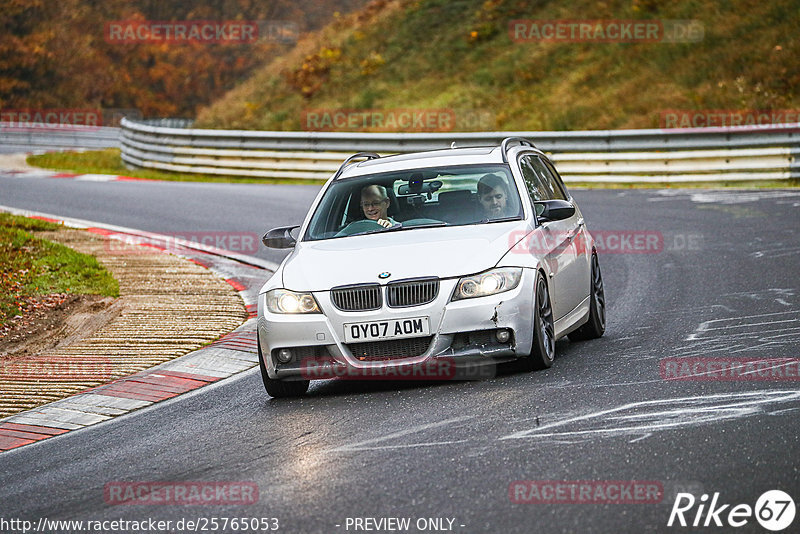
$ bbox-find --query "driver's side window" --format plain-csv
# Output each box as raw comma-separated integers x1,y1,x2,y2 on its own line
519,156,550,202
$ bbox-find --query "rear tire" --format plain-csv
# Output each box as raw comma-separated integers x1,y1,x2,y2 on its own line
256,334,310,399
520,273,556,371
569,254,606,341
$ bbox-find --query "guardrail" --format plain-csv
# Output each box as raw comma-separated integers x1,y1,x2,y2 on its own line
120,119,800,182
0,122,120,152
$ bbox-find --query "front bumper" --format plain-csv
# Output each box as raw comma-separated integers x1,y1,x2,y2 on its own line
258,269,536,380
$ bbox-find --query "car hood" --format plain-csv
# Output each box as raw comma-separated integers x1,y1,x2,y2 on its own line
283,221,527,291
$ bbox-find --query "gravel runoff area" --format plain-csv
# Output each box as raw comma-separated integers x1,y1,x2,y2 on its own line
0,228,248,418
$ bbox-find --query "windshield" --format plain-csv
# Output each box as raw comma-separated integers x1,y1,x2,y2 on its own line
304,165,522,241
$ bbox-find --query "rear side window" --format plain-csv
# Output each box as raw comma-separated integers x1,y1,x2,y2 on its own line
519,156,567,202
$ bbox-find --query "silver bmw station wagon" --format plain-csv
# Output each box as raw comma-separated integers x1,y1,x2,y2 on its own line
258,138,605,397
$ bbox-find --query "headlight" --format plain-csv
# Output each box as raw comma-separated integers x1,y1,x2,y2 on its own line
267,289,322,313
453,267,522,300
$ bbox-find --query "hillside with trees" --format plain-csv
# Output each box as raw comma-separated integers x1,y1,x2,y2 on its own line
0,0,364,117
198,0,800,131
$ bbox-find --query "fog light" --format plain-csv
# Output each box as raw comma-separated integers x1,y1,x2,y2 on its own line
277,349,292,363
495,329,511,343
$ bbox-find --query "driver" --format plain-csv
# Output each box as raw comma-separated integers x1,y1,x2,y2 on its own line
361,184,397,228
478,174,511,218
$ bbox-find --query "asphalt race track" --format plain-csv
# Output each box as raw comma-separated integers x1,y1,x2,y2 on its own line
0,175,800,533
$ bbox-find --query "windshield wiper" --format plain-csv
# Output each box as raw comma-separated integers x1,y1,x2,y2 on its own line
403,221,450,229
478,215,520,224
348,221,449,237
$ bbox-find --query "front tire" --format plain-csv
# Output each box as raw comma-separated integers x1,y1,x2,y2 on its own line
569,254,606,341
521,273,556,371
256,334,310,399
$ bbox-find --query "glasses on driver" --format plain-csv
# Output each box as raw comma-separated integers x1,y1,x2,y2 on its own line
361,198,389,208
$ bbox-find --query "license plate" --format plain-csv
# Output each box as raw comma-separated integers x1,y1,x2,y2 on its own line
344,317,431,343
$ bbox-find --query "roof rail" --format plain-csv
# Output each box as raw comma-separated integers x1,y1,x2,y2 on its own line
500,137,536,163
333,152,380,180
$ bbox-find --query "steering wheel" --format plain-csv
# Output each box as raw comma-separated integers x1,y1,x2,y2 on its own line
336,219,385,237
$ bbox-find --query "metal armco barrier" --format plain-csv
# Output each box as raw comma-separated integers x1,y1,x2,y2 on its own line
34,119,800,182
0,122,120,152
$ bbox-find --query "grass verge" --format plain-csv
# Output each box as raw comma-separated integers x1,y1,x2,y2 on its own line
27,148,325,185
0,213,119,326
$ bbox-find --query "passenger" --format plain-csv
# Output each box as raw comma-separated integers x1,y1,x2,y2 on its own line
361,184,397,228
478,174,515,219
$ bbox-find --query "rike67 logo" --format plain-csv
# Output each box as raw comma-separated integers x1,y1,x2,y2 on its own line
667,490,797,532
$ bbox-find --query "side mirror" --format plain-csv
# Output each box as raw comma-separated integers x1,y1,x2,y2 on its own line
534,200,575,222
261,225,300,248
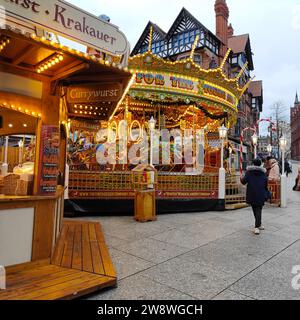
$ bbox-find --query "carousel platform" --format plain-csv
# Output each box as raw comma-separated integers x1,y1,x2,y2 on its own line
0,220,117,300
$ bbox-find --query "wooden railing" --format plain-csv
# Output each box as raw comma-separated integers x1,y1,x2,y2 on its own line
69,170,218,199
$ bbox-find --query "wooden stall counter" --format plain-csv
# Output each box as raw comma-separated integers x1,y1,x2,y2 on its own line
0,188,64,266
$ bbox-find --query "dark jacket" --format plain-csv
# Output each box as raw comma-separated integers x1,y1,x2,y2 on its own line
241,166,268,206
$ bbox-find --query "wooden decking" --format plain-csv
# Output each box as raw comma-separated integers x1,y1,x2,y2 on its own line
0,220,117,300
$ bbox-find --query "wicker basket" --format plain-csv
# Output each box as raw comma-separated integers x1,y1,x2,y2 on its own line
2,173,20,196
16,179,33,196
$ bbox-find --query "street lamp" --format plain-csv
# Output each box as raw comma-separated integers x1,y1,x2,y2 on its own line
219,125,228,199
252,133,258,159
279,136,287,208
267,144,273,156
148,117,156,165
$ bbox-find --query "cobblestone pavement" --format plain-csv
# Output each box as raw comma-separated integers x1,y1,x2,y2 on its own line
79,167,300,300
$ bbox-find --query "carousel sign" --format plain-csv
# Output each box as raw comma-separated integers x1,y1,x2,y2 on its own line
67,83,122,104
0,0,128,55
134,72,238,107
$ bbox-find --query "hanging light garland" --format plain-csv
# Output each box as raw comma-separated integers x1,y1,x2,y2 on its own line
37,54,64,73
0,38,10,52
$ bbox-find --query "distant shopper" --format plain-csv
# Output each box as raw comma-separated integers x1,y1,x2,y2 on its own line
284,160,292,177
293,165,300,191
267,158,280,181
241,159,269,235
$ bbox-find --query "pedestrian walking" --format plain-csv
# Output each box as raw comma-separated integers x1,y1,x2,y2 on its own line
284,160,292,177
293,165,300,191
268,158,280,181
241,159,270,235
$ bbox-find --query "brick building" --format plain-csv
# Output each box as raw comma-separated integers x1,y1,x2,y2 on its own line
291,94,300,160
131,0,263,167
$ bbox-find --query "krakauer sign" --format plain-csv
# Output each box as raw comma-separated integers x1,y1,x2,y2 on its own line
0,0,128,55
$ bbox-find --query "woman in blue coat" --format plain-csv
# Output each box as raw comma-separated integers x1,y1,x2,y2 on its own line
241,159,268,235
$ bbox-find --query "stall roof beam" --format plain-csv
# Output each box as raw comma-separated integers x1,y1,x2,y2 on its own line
--- --- ---
:: Problem requirements ::
Reproduce the data verbatim, from the start through the line containing "453,267,522,300", with both ends included and all pictures left out of your answer.

:: Expected output ::
$ bbox-find --query "driver's side window" --format plain-csv
# Output each box as raw comma-separated integers x1,y1,x2,y2 on its own line
519,156,550,202
$ bbox-find --query "rear tire" --format plain-csv
# Output each box as raw comma-separated integers x1,y1,x2,y2 on its own line
256,334,310,399
520,273,556,371
569,254,606,341
$ bbox-find --query "guardrail" --format plain-csv
# Output each box as raw comma-separated integers x1,y1,x2,y2 on its own line
120,119,800,182
0,122,120,152
$ bbox-find --query "front bumper" --format plain-csv
# Output each box as raw comma-separated integers x1,y1,x2,y2 on its own line
258,269,536,380
$ bbox-find --query "car hood" --format plain-csv
# Output each box as raw comma-separated integers x1,y1,x2,y2 on its own line
283,221,527,291
$ bbox-find --query "gravel runoff area" --format plain-csv
# Output each box as raw comma-separated integers x1,y1,x2,y2 on its own line
0,228,248,418
$ bbox-find --query "windshield" --format plain-csv
# Output each box as raw comma-separated integers x1,y1,x2,y2 on its own line
304,165,522,241
$ bbox-find --query "rear side window" --format plain-csv
# Output each box as raw comma-separated integers x1,y1,x2,y2 on its own line
519,156,567,202
$ bbox-find --query "silver bmw station wagon" --format plain-csv
# Output each box as raw comma-separated integers x1,y1,x2,y2 on its own line
258,138,605,397
$ bbox-find --query "headlight" --format plain-csv
# Output each box as raw comma-separated integers x1,y1,x2,y2 on its own line
267,289,322,313
453,267,522,300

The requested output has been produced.